Staff shortages, incompetent investigators, and a lack of supervision are being blamed for the dire situation. Staff say compromised infection control is also putting their lives in danger.

The law stipulates that a body be stored in a refrigerator for no more than 30 days. If it was not claimed it has to be put into a freezer. But one worker said: “Once they exceed 30 days and are exposed to the constant opening and closing of cold room doors, they become rancid, making the place unbearable.”

One Pretoria forensic pathologist, who asked not to be named for fear of retribution, said some bodies were brought into the mortuaries already decomposing. If they were kept for months before being claimed, or a pauper’s burial, they became “horrible”, he said.

With ongoing renovations at the Ga-Rankuwa morgue storage facilities, bodies were allowed to pile up on the floor while being registered and processed.

“Because we have nowhere else to put them, we leave them on top of each other,” he said.

Cold rooms, he said, could hold about 40 bodies, but sometimes they were stuffed with up to 80 bodies as post-mortems were conducted, investigations carried out and identification awaited.

A mortuary assistant placed the blame at the door of investigating officers. One file could be handed from one officer to another, with no results. “They drag their feet, or just put the file aside, which means the district surgeon and courts must wait and so must families anxious to bury their dead. And so we must also wait with a body whose status we do not know,” the assistant, who also asked not to be named, said. This also meant a delay in pauper’s burials, especially if they were linked to a crime.

(Rows from a data source)
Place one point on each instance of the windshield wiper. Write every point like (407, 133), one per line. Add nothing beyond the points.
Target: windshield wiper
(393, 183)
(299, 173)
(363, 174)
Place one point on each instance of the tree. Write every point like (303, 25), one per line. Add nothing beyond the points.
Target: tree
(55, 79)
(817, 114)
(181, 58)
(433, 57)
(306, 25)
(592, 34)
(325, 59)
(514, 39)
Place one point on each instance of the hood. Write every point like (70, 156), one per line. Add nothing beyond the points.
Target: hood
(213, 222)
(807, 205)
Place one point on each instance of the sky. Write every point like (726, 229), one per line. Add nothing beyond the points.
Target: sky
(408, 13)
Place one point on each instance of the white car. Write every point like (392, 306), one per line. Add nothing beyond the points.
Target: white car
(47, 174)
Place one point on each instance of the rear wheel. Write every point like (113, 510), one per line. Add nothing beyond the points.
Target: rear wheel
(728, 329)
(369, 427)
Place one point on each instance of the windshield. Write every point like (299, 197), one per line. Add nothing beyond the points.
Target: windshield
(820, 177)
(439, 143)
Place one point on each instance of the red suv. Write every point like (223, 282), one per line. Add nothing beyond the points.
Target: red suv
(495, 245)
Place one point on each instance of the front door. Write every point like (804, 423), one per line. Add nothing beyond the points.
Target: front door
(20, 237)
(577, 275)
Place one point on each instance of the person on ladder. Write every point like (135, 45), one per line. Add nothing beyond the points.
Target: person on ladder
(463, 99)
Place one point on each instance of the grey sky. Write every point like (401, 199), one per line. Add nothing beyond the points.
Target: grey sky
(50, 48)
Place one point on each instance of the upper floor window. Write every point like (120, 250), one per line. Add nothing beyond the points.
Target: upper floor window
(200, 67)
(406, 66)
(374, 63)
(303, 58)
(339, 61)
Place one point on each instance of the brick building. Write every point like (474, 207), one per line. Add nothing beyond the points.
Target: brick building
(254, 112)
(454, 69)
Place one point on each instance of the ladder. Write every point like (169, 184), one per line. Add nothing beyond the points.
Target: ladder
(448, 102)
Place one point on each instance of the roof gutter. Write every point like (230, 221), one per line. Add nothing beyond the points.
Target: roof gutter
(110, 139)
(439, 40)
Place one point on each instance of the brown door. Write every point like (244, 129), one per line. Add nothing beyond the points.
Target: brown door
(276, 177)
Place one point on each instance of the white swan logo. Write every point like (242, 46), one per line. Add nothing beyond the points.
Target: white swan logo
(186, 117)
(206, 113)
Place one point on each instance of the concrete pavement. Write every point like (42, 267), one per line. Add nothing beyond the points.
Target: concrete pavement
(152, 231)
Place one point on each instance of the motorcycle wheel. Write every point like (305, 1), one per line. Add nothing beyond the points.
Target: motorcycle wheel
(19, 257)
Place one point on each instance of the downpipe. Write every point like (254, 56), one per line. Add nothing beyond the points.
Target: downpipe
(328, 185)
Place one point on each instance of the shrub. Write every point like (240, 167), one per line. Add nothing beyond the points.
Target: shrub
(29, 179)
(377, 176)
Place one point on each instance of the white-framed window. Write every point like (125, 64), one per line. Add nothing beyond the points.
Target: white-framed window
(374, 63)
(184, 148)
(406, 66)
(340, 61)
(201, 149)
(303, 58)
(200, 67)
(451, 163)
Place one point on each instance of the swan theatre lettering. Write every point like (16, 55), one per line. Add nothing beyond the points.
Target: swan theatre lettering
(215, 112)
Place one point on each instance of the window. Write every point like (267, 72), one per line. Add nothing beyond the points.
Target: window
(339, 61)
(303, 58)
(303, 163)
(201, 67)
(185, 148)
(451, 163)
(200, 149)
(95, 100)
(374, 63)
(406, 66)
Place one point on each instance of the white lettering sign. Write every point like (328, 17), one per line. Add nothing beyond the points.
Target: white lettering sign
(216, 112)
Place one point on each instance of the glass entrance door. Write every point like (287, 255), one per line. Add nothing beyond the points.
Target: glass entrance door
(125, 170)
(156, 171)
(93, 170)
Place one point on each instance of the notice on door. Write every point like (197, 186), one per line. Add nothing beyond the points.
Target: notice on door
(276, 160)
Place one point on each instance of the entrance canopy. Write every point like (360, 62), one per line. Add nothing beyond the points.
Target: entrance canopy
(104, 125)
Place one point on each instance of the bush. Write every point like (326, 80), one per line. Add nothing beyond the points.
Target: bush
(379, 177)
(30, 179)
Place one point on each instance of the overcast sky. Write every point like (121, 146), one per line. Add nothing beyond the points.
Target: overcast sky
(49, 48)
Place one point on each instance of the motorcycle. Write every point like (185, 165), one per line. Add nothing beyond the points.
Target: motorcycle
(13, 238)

### Exercises
1. Shorten the paragraph of the mortuary article that begins "A mortuary assistant placed the blame," keeping its main facts.
2. Resume the mortuary article after its last sentence and write the next part.
The rows above come from a separate source and have nothing to do with the mortuary article.

### Results of the exercise
1. A mortuary assistant, who asked not to be named, blamed investigating officers. Files can pass from one officer to another with no results, or officers drag their feet or set a file aside. This leaves the district surgeon, the courts and grieving families waiting, while the mortuary holds a body whose status is unknown. It also delays pauper's burials, especially when they are linked to a crime.

2.
Blaming a lack of supervision for operations often grinding to a halt, another morgue employee said: “We struggle a lot with incomplete cases. Investigators are largely to blame but so are the supervisors responsible for making sure all processes are running.”

Supervisors, he said, had to make sure bodies were admitted and registered, and if not claimed within seven days, fingerprints taken and an investigation started.

“The supervisor should pick up the weak link in the chain, but because they are not vigilant everything grinds to a halt,” he said.

The piling up of bodies, said the National Education Health and Allied Workers’ Union (Nehawu), also led to unnecessary exposure of workers to diseases.

Media liaison officer Sizwe Pamla said the deployment of ANC cadres to senior management positions meant the interests of workers were not prioritised. Among the problems faced by mortuary workers was infection control.

“These were poorly, if ever, enforced, and this left workers exposed to ‘frightening’ illnesses,” he said.

Staff said they often went for long periods without enough disposable aprons, gloves, razors and medical consumables, which put their lives at great risk.

The Gauteng Health Department failed to respond while the SAPS declined to comment on claims of investigators’ role in body pile-ups.